== BEITRAG ==

Eine Mitgliedschaft müßte nämlich laut deren AGB schriftlich gekündigt werden. Die Löschung des accounts wurde hingegen auf dem email-Weg beantragt und bestätigt. Die Frage die sich daraus ergibt, ist: Wenn die mir schriftlich bestätigen, daß mein account gelöscht sei (wer oder was das geschrieben hat ist erstmal egal), kann und darf es meinem Verständnis nach nicht sein, es nicht sein, daß ich weiterhin per mail belästigt werde. Oder?

An der Stelle tut sich bei mir ein Logikproblem auf und ich denke mir einen Knoten ins Hirn: Jemand, der wie ich glaubt, daß sich alles erledigt hat weil der account gelöscht ist, könnte sich irren, weil ja (vielleicht, das ist die große Frage) noch die Mitgliedschaft besteht?!?

Wenn man darauf besteht, daß die persönlichen Daten endgültig gelöscht werden: Was tun? Mit einem hakeligen Beantwortungsprogamm hin und her zu mailen bringt ja nichts...

H.


----------



## Captain Picard (22 November 2007)

===

> _AUFGABENSTELLUNG_:
Beantworten Sie die folgenden Fragen anhand des Beitrags oben:
1. In welcher Form muss eine Mitgliedschaft laut AGB gekündigt werden?
2. Auf welchem Weg wurde die Löschung des Accounts beantragt und bestätigt?
3. Womit hin und her zu mailen bringt laut Beitrag nichts?

== MATERIAL ==

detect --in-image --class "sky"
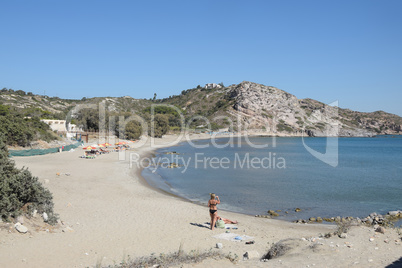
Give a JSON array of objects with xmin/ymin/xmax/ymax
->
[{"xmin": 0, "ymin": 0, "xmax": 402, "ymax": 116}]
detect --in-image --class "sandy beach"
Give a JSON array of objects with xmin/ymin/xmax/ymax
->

===
== MATERIAL ==

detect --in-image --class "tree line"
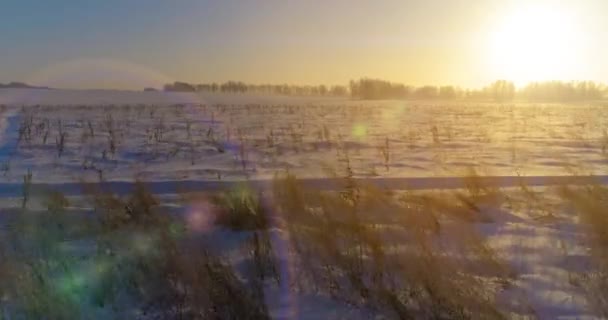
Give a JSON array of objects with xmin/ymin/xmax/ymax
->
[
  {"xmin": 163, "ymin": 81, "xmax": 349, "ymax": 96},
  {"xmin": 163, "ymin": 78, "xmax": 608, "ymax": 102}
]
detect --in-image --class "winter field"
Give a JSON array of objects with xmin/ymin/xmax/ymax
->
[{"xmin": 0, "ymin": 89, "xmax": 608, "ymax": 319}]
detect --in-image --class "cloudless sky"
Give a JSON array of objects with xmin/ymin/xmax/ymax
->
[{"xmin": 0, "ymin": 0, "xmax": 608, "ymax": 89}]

===
== MATERIAL ==

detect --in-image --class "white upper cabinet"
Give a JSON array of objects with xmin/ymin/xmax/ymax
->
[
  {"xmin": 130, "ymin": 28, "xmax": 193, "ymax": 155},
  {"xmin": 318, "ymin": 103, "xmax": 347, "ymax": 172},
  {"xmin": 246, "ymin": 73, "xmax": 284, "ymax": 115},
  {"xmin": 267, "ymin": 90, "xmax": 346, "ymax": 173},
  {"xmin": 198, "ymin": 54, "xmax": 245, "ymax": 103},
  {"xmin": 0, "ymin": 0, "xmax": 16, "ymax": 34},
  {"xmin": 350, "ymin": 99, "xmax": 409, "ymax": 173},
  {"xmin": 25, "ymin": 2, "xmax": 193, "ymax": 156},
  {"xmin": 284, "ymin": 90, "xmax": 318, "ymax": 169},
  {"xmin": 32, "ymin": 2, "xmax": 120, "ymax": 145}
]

===

> _LÖSUNG_:
1. Schriftlich.
2. Per E-Mail.
3. Mit einem hakeligen Beantwortungsprogramm.